Given request:
Print verbatim every line starting at the one that contains "the stone column" and ending at the final line of the records; include both endpoints.
** Start Given data **
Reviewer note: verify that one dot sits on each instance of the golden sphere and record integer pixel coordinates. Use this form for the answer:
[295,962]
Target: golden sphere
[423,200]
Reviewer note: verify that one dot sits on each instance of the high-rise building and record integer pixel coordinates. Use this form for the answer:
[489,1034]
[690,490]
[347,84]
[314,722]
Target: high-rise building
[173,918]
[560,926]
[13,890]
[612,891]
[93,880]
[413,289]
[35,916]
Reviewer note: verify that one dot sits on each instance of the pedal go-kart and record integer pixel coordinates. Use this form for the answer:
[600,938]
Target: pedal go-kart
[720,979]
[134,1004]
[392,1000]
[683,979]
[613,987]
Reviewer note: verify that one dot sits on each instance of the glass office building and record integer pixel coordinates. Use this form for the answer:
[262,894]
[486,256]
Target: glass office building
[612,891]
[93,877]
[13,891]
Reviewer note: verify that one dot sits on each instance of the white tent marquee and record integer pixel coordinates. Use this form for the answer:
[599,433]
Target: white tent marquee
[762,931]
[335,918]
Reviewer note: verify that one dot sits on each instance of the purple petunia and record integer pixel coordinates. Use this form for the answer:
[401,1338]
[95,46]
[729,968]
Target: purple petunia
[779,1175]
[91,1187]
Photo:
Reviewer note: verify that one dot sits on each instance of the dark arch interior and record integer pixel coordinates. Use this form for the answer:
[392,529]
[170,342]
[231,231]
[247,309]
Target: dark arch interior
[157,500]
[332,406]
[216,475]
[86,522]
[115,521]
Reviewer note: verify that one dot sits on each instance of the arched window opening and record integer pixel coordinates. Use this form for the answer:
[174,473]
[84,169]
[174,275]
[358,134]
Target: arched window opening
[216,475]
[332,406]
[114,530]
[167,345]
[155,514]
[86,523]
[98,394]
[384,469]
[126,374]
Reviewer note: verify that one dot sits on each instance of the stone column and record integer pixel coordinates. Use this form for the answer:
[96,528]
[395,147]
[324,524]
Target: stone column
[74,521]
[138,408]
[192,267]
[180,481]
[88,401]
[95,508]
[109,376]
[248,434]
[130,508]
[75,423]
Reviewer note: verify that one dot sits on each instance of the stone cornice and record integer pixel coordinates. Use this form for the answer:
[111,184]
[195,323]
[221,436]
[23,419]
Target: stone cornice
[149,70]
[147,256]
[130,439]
** End Given data **
Reply:
Reviewer note: verify that one dot sits on each instance of the stone column and record integer pixel coordinates. Use this form for the answer:
[96,528]
[395,147]
[324,524]
Target: stone column
[74,521]
[138,408]
[192,267]
[180,481]
[88,401]
[95,508]
[109,376]
[248,434]
[130,508]
[75,423]
Reviewer note: verify that one dot sits on each instance of the stone cornice and record integer pixel coordinates. Use this form for the answer:
[111,184]
[195,323]
[221,436]
[23,419]
Target: stone cornice
[149,70]
[147,256]
[130,439]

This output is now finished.